--- Records to use ---

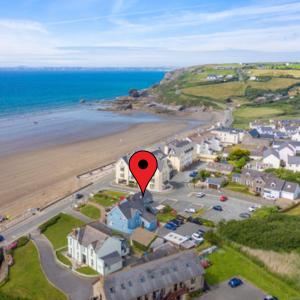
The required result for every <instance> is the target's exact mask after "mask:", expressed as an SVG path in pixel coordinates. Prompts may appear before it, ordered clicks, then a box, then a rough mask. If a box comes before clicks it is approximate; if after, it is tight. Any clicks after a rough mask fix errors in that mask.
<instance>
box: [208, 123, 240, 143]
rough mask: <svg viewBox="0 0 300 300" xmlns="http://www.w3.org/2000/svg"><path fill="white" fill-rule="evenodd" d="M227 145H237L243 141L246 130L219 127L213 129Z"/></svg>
mask: <svg viewBox="0 0 300 300" xmlns="http://www.w3.org/2000/svg"><path fill="white" fill-rule="evenodd" d="M211 132H212V133H213V134H215V135H216V136H217V137H218V138H219V139H220V141H221V143H223V144H225V145H235V144H239V143H241V142H242V140H243V138H244V131H243V130H240V129H235V128H227V127H219V128H216V129H213V130H212V131H211Z"/></svg>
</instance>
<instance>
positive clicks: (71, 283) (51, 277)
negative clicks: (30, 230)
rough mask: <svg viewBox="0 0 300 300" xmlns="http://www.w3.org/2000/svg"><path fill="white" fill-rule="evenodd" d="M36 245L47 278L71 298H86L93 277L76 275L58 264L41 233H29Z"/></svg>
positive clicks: (90, 289)
mask: <svg viewBox="0 0 300 300" xmlns="http://www.w3.org/2000/svg"><path fill="white" fill-rule="evenodd" d="M31 236H32V239H33V241H34V243H35V245H36V246H37V248H38V250H39V253H40V259H41V265H42V268H43V271H44V273H45V275H46V276H47V278H48V280H49V281H50V282H51V283H52V284H53V285H54V286H56V287H57V288H59V289H60V290H62V291H63V292H64V293H65V294H67V295H68V296H69V299H71V300H88V299H90V298H91V294H92V283H93V282H95V279H87V278H81V277H79V276H76V275H74V274H73V273H72V271H70V270H66V269H65V268H63V267H61V266H59V265H58V264H57V263H56V261H55V258H54V254H53V250H52V245H51V244H50V242H49V241H48V240H47V238H46V237H45V236H43V235H41V234H38V233H34V234H32V235H31Z"/></svg>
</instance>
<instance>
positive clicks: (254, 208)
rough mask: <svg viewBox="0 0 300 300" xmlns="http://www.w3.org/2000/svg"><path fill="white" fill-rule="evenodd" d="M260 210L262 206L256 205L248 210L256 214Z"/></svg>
mask: <svg viewBox="0 0 300 300" xmlns="http://www.w3.org/2000/svg"><path fill="white" fill-rule="evenodd" d="M258 208H261V205H259V204H255V205H252V206H250V207H249V208H248V210H249V212H255V211H256V210H257V209H258Z"/></svg>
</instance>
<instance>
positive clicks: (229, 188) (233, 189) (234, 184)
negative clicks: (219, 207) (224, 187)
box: [225, 182, 253, 196]
mask: <svg viewBox="0 0 300 300" xmlns="http://www.w3.org/2000/svg"><path fill="white" fill-rule="evenodd" d="M225 190H230V191H233V192H238V193H243V194H246V195H250V196H253V194H252V193H250V192H249V188H248V187H247V186H245V185H242V184H238V183H235V182H230V183H228V184H227V185H226V187H225Z"/></svg>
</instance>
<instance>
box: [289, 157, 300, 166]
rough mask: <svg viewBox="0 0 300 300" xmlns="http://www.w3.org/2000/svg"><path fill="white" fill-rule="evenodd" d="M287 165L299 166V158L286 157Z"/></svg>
mask: <svg viewBox="0 0 300 300" xmlns="http://www.w3.org/2000/svg"><path fill="white" fill-rule="evenodd" d="M288 164H289V165H300V156H288Z"/></svg>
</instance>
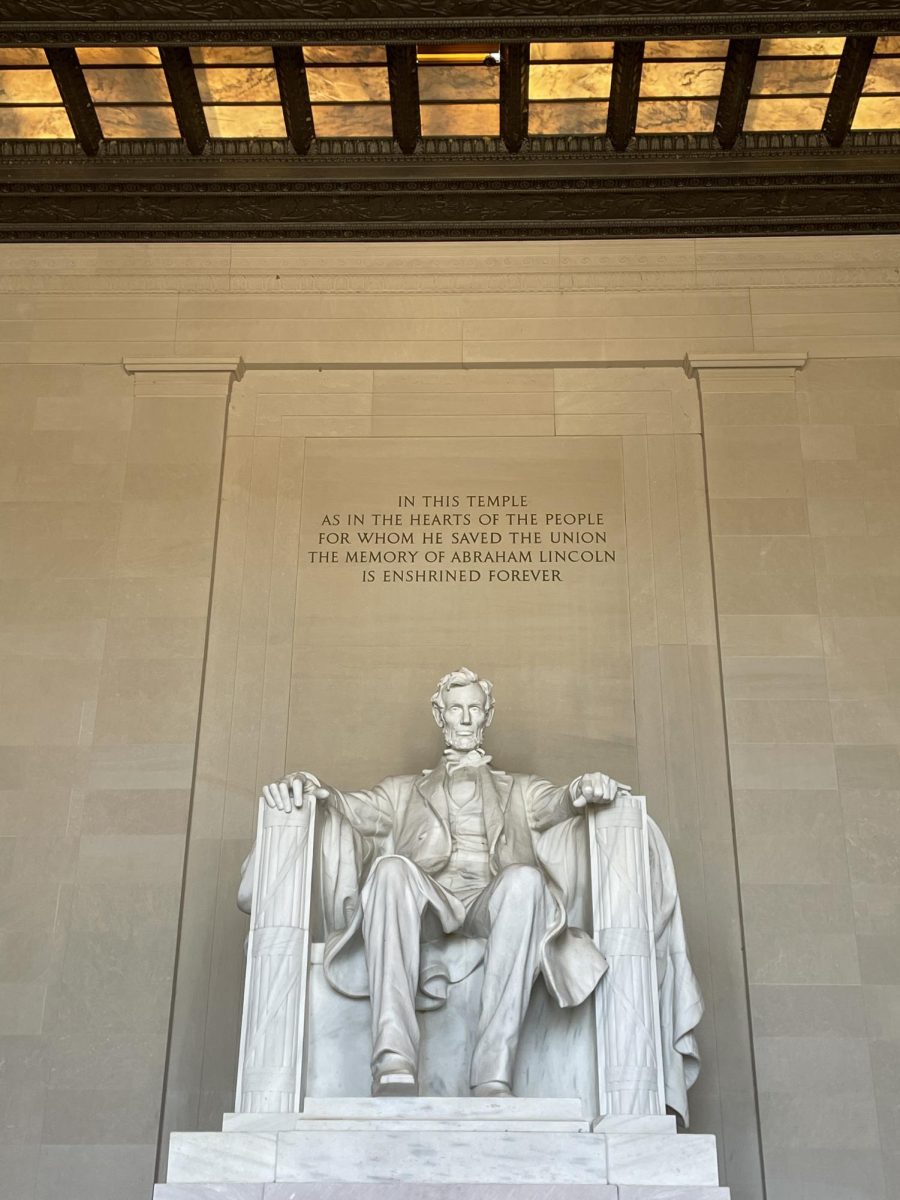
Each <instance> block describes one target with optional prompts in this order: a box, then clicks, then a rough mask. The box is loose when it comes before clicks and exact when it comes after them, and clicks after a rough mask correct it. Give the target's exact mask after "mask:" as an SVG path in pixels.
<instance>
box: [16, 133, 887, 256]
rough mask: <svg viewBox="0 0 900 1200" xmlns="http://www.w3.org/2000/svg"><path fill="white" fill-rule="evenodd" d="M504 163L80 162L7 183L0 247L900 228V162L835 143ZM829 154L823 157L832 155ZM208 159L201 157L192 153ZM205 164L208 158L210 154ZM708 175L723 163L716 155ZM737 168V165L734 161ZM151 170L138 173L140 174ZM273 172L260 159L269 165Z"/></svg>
mask: <svg viewBox="0 0 900 1200" xmlns="http://www.w3.org/2000/svg"><path fill="white" fill-rule="evenodd" d="M503 155H504V158H503V162H504V164H505V167H506V168H509V169H506V170H503V169H498V167H497V166H491V164H488V166H487V167H486V169H484V170H481V172H480V173H476V172H475V170H474V169H473V174H472V175H470V176H469V178H467V179H466V181H464V186H461V182H460V180H458V178H445V179H439V180H421V179H416V178H412V176H410V175H409V173H408V172H404V173H403V175H402V176H401V178H392V179H385V178H373V175H372V170H371V167H362V168H360V175H359V176H358V178H355V179H353V180H350V179H348V178H347V173H346V169H344V172H343V178H332V179H324V178H322V176H316V178H310V174H308V164H307V162H306V161H301V160H299V158H298V156H296V155H294V154H292V155H290V157H289V160H288V162H289V163H290V167H289V168H288V174H289V178H282V179H280V180H272V179H271V178H269V179H265V180H262V179H260V178H258V176H253V175H252V173H248V170H247V168H244V169H241V170H238V172H235V173H233V174H230V175H229V174H227V173H223V172H222V170H221V168H218V167H215V168H212V169H211V170H204V172H202V173H199V172H198V173H197V174H198V175H200V174H202V175H203V176H204V178H203V179H200V178H194V179H190V180H174V179H173V173H172V170H170V169H169V170H168V172H166V173H163V174H162V178H160V179H156V180H154V181H151V180H148V179H140V181H139V186H137V187H136V186H131V187H122V185H121V180H118V181H116V180H115V179H108V180H107V169H106V168H107V166H108V163H107V162H106V155H104V154H101V155H98V156H97V158H94V160H91V161H90V162H89V161H86V160H84V157H83V156H82V160H80V163H82V166H80V172H82V173H88V174H89V175H90V179H89V180H88V181H86V182H85V179H84V176H83V175H82V178H78V179H67V180H65V181H60V180H59V179H46V180H44V181H42V182H38V181H35V180H30V181H29V180H22V181H16V180H8V179H7V180H5V181H4V185H2V187H0V241H7V240H28V241H35V240H44V241H72V240H74V241H85V240H102V241H121V240H122V239H124V238H127V239H136V240H154V241H164V240H190V241H197V240H202V239H206V240H209V239H211V240H215V241H221V240H222V239H223V238H226V239H229V240H235V239H244V238H247V239H262V240H266V241H277V240H282V239H286V240H301V241H320V240H328V241H341V242H343V241H346V240H347V239H354V240H359V241H367V240H378V241H407V240H412V241H414V240H432V239H443V238H448V239H454V240H457V239H474V240H478V241H482V240H485V239H505V238H508V239H522V238H529V239H536V238H563V239H570V238H649V236H703V235H708V236H709V235H712V236H715V238H721V236H726V235H728V234H787V233H792V234H800V233H818V234H821V233H899V232H900V156H898V155H896V154H895V152H893V154H882V155H881V156H880V158H878V160H877V162H876V160H871V161H870V162H869V163H866V166H865V167H862V164H860V163H859V162H857V163H856V164H854V168H853V170H852V172H846V173H841V172H835V169H834V166H833V161H834V158H835V157H836V158H840V160H842V158H844V157H845V151H841V150H838V151H829V152H828V154H826V155H821V156H820V158H818V160H810V161H809V162H808V163H806V166H809V167H811V168H812V169H811V170H810V172H809V173H806V174H803V175H799V176H798V174H797V172H796V168H794V166H793V164H788V163H786V162H785V160H784V158H779V156H778V155H775V156H774V157H773V158H772V160H770V161H769V162H767V163H766V166H767V168H768V172H766V173H761V172H760V169H758V166H761V164H756V163H748V164H746V169H745V170H744V172H742V173H739V174H734V173H733V172H730V173H722V174H712V175H710V174H704V173H703V172H702V169H701V164H696V166H695V164H692V163H688V164H685V163H683V162H677V161H672V162H670V164H668V168H667V169H660V164H658V167H656V172H655V173H654V174H653V175H647V174H644V175H643V176H641V175H638V174H637V173H636V172H635V170H632V169H631V167H632V164H634V167H636V168H640V167H641V162H640V158H637V156H631V155H629V156H624V155H619V156H617V157H616V158H614V162H616V163H618V164H620V169H619V170H618V172H617V173H616V174H614V175H610V174H607V175H601V174H596V173H593V174H592V173H574V174H572V175H571V176H570V178H568V179H564V178H558V179H536V178H528V175H527V174H524V175H523V173H522V172H521V169H520V160H518V158H512V156H511V155H509V154H508V152H506V150H505V149H504V150H503ZM826 160H828V161H826ZM193 161H194V162H200V160H193ZM203 163H204V164H205V163H206V158H205V157H204V160H203ZM708 166H709V167H710V168H712V169H713V170H721V169H722V160H721V151H715V154H714V156H713V158H712V161H710V163H709V164H708ZM730 166H731V164H730ZM140 169H142V170H143V167H142V168H140ZM262 169H264V168H262V167H260V170H262Z"/></svg>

--- Exercise directions ---
Scan the entries above for the word "negative" and collect each line holding it.

--- Solution ---
negative clicks: (30, 230)
negative clicks: (219, 207) (224, 187)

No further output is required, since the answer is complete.